** START OF Data **

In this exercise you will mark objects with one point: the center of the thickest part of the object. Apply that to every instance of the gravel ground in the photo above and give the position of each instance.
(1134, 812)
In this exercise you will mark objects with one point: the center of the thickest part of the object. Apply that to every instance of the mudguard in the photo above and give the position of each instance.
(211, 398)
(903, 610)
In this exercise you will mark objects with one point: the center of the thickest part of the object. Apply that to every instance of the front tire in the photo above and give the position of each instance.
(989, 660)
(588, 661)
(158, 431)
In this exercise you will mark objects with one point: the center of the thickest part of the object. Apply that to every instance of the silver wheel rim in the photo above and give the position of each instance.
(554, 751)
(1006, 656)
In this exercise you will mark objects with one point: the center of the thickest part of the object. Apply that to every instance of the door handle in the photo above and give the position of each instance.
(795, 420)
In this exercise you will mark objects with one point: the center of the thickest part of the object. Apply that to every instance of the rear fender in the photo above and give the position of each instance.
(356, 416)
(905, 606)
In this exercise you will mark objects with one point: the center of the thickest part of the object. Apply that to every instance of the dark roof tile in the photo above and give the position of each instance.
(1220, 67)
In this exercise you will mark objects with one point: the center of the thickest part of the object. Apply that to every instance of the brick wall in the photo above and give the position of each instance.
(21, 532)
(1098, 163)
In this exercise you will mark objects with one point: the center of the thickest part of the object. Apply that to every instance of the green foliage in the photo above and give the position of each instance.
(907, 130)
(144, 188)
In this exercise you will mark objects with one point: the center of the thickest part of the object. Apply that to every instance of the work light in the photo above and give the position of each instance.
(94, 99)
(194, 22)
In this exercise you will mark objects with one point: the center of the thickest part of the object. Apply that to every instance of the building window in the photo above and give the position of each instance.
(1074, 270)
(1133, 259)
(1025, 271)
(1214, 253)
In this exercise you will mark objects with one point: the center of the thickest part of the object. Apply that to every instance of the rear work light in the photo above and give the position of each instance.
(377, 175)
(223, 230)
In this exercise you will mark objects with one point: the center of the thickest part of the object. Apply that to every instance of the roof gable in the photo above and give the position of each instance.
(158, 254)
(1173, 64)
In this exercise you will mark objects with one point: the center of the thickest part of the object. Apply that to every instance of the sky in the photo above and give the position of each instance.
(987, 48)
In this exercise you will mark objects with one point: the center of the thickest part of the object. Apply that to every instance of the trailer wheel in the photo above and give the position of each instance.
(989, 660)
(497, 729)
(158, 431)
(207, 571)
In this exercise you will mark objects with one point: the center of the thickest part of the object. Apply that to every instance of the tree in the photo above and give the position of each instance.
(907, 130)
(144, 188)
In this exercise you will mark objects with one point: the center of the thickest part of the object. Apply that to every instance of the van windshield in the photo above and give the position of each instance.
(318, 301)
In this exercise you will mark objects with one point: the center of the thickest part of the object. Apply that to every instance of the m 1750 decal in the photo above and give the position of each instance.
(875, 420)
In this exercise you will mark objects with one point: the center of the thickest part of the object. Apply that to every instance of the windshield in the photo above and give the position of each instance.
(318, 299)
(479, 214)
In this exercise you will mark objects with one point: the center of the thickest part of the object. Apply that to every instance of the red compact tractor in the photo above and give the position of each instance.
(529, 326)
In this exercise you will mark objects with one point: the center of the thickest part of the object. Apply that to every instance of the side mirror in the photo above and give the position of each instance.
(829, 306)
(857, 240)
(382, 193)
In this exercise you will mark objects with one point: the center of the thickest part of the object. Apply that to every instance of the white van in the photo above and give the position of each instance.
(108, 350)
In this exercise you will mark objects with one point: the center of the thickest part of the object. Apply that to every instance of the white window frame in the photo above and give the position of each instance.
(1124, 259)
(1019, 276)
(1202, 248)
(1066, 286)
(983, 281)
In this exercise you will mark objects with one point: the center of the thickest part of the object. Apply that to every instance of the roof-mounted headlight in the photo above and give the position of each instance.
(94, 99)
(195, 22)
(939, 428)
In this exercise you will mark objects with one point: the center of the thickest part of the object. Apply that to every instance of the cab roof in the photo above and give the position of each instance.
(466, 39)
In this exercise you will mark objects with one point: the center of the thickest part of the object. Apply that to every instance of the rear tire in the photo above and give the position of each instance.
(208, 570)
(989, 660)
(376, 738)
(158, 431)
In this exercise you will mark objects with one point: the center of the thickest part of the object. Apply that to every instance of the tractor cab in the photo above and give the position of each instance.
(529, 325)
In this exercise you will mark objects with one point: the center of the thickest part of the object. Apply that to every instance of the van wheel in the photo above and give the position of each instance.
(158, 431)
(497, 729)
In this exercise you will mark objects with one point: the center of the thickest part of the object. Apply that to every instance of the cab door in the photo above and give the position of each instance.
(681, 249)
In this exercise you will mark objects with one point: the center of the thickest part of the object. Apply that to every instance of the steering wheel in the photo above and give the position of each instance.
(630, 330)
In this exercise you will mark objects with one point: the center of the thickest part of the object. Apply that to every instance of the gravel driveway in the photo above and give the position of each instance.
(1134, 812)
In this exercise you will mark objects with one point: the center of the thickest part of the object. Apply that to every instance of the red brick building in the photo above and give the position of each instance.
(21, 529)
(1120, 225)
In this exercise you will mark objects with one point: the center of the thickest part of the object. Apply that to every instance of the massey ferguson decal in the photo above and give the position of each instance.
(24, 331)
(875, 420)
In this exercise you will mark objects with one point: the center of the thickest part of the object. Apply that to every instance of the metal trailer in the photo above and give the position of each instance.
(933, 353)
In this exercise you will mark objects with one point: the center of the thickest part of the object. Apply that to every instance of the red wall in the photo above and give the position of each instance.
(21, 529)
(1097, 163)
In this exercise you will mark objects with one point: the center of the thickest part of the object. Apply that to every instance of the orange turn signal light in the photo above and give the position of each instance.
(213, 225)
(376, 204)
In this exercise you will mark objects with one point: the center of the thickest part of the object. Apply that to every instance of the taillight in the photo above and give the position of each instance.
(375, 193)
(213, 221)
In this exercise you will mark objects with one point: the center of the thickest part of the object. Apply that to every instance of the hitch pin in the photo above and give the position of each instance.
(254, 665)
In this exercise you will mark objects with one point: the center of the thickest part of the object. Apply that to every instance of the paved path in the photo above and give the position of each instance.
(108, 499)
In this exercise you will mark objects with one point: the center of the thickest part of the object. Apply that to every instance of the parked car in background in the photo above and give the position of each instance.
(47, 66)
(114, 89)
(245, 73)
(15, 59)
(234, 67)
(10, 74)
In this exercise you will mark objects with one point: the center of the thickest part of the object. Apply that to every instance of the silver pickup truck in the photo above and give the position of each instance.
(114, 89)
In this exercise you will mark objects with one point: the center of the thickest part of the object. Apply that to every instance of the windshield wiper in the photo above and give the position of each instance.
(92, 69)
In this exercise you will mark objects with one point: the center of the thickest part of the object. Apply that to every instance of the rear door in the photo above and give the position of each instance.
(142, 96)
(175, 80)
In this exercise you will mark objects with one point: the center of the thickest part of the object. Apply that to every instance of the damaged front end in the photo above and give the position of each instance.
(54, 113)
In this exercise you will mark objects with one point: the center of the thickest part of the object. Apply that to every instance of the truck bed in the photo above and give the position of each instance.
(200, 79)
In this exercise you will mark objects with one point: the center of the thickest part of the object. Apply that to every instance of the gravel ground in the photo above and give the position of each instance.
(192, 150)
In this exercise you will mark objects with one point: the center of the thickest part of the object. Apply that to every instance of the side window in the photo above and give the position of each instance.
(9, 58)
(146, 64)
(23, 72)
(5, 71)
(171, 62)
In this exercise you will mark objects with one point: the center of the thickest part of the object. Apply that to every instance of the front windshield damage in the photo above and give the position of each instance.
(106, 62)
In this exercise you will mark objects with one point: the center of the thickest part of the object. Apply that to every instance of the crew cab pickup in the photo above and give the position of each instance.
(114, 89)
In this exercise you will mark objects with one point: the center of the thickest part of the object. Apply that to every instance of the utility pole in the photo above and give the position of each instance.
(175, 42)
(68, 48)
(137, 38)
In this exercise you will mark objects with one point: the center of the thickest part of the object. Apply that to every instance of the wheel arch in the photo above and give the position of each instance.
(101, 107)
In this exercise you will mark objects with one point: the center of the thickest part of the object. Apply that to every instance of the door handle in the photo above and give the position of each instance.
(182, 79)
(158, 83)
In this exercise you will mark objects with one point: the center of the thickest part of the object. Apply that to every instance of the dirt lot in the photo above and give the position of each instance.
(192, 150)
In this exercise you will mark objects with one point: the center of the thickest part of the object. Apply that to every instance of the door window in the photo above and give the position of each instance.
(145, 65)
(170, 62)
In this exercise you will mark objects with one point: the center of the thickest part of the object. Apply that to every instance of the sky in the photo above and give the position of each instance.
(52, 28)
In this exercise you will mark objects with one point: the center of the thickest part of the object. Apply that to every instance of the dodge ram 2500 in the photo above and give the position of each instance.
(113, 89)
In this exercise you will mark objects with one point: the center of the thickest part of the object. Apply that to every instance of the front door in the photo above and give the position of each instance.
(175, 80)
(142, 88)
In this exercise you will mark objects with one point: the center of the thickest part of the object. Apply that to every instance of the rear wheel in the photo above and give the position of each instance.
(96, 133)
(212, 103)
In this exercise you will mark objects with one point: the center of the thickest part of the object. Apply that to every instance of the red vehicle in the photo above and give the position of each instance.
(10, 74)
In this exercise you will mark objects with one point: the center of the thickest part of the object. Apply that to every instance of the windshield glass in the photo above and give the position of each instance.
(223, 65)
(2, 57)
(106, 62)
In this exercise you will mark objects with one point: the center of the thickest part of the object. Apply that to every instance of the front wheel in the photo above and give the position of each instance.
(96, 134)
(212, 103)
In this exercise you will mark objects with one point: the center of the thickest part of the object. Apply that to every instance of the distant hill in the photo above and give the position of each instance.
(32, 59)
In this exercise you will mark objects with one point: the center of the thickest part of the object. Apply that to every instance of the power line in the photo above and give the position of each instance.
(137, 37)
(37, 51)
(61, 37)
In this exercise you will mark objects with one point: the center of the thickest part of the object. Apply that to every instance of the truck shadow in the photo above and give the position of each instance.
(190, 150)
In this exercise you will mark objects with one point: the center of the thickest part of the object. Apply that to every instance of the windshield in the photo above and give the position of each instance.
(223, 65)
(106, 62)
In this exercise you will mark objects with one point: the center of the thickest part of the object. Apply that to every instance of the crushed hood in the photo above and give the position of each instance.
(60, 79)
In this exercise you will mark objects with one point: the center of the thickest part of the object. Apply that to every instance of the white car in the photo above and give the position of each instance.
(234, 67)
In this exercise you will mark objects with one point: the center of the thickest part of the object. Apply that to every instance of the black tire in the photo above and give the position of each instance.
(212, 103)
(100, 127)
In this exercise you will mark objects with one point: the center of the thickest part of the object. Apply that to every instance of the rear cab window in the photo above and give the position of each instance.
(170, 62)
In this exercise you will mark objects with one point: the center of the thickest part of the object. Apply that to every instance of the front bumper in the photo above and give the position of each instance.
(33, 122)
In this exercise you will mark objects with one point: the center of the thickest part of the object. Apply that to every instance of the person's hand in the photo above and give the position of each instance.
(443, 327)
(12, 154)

** END OF Data **

-- Instruction --
Retype nothing except the lines from the line holding "the truck shadow" through the last line of the entries, both included.

-- The response --
In this exercise you will mark objects with one point: the center of the thickest part of the object. Apply that to every instance of the truck shadow in the photo above and give the position of each instance.
(190, 150)
In this exercise you will mark objects with one point: the center of the thickest part of the object. Apply that to every instance of the windshield in the photo above and give the position of each instance.
(223, 65)
(106, 62)
In this exercise you will mark objects with one point: the center of the thickest part of the object. Apply that to every instance of the crushed hood in the photo above and give the position of each instance.
(60, 79)
In this exercise you will mark objects with one point: the center of the thickest part of the object. Apply that to every instance of the white car in the photo above and give the position of each instance.
(234, 67)
In this exercise you will mark objects with one point: the center of the thickest part of the object. Apply that to every instance of the black tire in the photo above and give the position of each instance.
(212, 103)
(100, 127)
In this exercise you will mark objects with one point: the center of the thickest part of the object. Apply that to every instance of the rear cab window in the photo above and give the position of each instance.
(170, 62)
In this exercise you will mark objects with one point: the center of the thickest part of the object. Apply that to every instance of the front bumper in the photo above and give the position of each instance.
(33, 122)
In this exercise you will mark objects with one point: the center of the thickest part of the object. Apply that to every instance of the person's hand in the photo above and give the position of each instance.
(443, 327)
(12, 154)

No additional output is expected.